[START PROVIDED DATA]

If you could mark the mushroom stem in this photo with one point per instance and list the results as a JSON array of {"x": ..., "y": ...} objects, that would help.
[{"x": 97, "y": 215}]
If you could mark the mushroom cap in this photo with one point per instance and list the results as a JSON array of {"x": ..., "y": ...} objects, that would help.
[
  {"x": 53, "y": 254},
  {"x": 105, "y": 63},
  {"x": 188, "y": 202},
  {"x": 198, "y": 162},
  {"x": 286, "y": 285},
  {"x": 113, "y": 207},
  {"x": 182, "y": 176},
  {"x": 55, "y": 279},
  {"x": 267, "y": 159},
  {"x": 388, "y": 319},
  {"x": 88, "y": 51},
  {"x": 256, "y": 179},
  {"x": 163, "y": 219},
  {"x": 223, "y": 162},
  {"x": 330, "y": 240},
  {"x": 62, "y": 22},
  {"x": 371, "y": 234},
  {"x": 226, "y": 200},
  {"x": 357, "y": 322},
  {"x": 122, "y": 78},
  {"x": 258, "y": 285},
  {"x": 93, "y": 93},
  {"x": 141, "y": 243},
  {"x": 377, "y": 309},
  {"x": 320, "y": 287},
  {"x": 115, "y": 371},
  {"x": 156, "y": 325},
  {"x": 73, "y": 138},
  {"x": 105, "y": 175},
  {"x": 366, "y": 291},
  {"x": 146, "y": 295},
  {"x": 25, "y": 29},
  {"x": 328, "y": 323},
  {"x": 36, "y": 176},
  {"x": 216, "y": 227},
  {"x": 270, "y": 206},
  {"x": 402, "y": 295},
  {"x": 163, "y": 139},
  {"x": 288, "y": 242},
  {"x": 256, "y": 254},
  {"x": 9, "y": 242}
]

[END PROVIDED DATA]

_SHORT TASK_
Duplicate every one of the rows above, line for line, without changing anything.

_SOLVED PROBLEM_
If you could mark the mushroom stem in this photo with one point per instance and list the results as a JSON array of {"x": ..., "y": ...} objects, that would help.
[{"x": 97, "y": 215}]
If you could mark the mushroom cap in this photo with one point per instance and list the results as a JSON array of {"x": ..., "y": ...} objects, that would help.
[
  {"x": 53, "y": 254},
  {"x": 105, "y": 63},
  {"x": 188, "y": 202},
  {"x": 198, "y": 162},
  {"x": 286, "y": 285},
  {"x": 113, "y": 207},
  {"x": 182, "y": 176},
  {"x": 55, "y": 279},
  {"x": 267, "y": 159},
  {"x": 388, "y": 319},
  {"x": 88, "y": 51},
  {"x": 256, "y": 179},
  {"x": 163, "y": 219},
  {"x": 223, "y": 162},
  {"x": 330, "y": 240},
  {"x": 62, "y": 22},
  {"x": 371, "y": 234},
  {"x": 226, "y": 200},
  {"x": 357, "y": 322},
  {"x": 122, "y": 78},
  {"x": 258, "y": 285},
  {"x": 93, "y": 93},
  {"x": 141, "y": 243},
  {"x": 377, "y": 309},
  {"x": 320, "y": 287},
  {"x": 115, "y": 371},
  {"x": 156, "y": 325},
  {"x": 73, "y": 138},
  {"x": 105, "y": 175},
  {"x": 366, "y": 291},
  {"x": 146, "y": 295},
  {"x": 25, "y": 29},
  {"x": 328, "y": 323},
  {"x": 36, "y": 176},
  {"x": 216, "y": 227},
  {"x": 270, "y": 206},
  {"x": 402, "y": 295},
  {"x": 163, "y": 139},
  {"x": 288, "y": 242},
  {"x": 256, "y": 254},
  {"x": 9, "y": 242}
]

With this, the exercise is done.